In early Middle English, before the merger, way and day, which came from Old English weġ and dæġ had //ej// and //aj// respectively. Similarly, vein and vain (borrowings from French) were pronounced differently as //vejn// and //vajn//. After the merger, vein and vain were homophones, and way and day rhymed.

The merged vowel was a diphthong, something like //ɛj// or //æj//. Later (around the 1800s) this diphthong would merge in most dialects with the monophthong of words like pane in the pane–pain merger.

===Late Middle English===
The English of southeastern England around 1400 had seven diphthongs, of which three ended in //j//:
- //ʊj// as in boil, destroy, coin, join
- //ɛj// as in nail, day, whey (the product of the vein–vain merger)
- //ɔj// as in joy, noise, royal, coy

and four ended in //w//:
- //ɪw// as in view, new, due, use, lute, suit, adieu (the product of a merger of earlier //iw// and //ew//, and incorporating French loans that originally had //y//)
- //ɛw// as in few, dew, ewe, shrewd, neuter, beauty
- //ɔw// as in low, soul
- //ɑw// as in cause, law, salt, change, chamber, psalm, half, dance, aunt.

Typical spellings are as in the examples above. The spellings eu and ew are both //ɪw// and //ɛw//, and the spellings oi and oy are used for both //ɔj// and //ʊj//. The most common words with ew pronounced //ɛw// were dew, few, hew, lewd, mew, newt, pewter, sew, shew (show), shrew, shrewd and strew. Words in which //ʊj// was commonly used included boil, coin, destroy, join, moist, point, poison, soil, spoil, Troy, turmoil and voice, although there was significant variation.

==Modern English==
===16th century===
By the mid-16th century, the Great Vowel Shift had created two new diphthongs out of the former long close monophthongs //iː// and //uː// of Middle English. The diphthongs were //əɪ// as in tide, and //əʊ// as in house. Thus, the English of south-eastern England could then have had nine diphthongs.

By the late 16th century, the inventory of diphthongs had been reduced as a result of several developments, all of which took place in the mid-to-late 16th century:
- //ɛw// merged into //ɪw// and so dew and due became homophones.
- //ɛj// (from the vein–vain merger) became monophthongized and merged with the //ɛː// of words like name (which before the Great Vowel Shift had been long //aː//). For more information, see pane–pain merger, below.
  - For a time, many speakers had an //ɛː// monophthong in pain distinct from an //æː// monophthong in pane.
- //ɑw//, as in cause, became monophthongized to //ɒː//, later raising to modern //ɔː//.
- //ɔw//, as in low, was monophthongized to //ɔː//. That would later rise to //oː//, which merged with the vowel of toe; see toe–tow merger, below.

Data segment:
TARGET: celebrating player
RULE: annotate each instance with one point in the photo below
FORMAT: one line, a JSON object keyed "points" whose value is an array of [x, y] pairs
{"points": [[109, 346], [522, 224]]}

Short exercise A:
The passage on the history of English diphthongs gives a late Middle English diphthong whose first example word is joy. List every example word it gives for that diphthong.
Short exercise B:
Extend the passage on the history of English diphthongs, beginning right after its final sentence.

Task result A:
joy, noise, royal, coy

Task result B:
That left //ɪu//, //ɔɪ//, //ʊɪ//, //əɪ// and //əʊ// as the diphthongs of south-eastern England.

===17th century===
By the late 17th century, these further developments had taken place in the dialect of south-eastern England:
- The falling diphthong //ɪw// of due and dew changed to a rising diphthong, which became the sequence /[juː]/. The change did not occur in all dialects, however; see Yod-dropping.
- The diphthongs //əɪ// and //əʊ// of tide and house widened to //aɪ// and //aʊ//, respectively.
- The diphthong //ʊɪ// merged into //əɪ//~//aɪ//. Contemporary literature had frequent rhymes such as Mind–join'd in Congreve, join–line in Pope, child–spoil'd in Swift, toils–smiles in Dryden.
- The diphthong //aɪ// split into //aɪ// and //ɔɪ//, though this sound change was still ongoing in the late 18th century. The present-day pronunciations with //ɔɪ// in the oi words result from regional variants, which had always had //ɔɪ//, rather than //ʊɪ//, perhaps because of influence by the spelling.

The changes above caused only the diphthongs //aɪ//, //aʊ// and //ɔɪ// to remain.

===Later developments===
In the 18th century or later, the monophthongs //eː/ and /oː// (the products of the pane–pain and toe–tow mergers) became diphthongal in Standard English. That produced the vowels //eɪ// and //oʊ//. In RP, the starting point of the latter diphthong has now become more centralized and is commonly written //əʊ//.

RP has also developed centering diphthongs //ɪə//, //eə//, //ʊə//, as a result of breaking before /r/ and the loss of //r// when it is not followed by another vowel (see English-language vowel changes before historical //r//). They occur in words like near, square and cure.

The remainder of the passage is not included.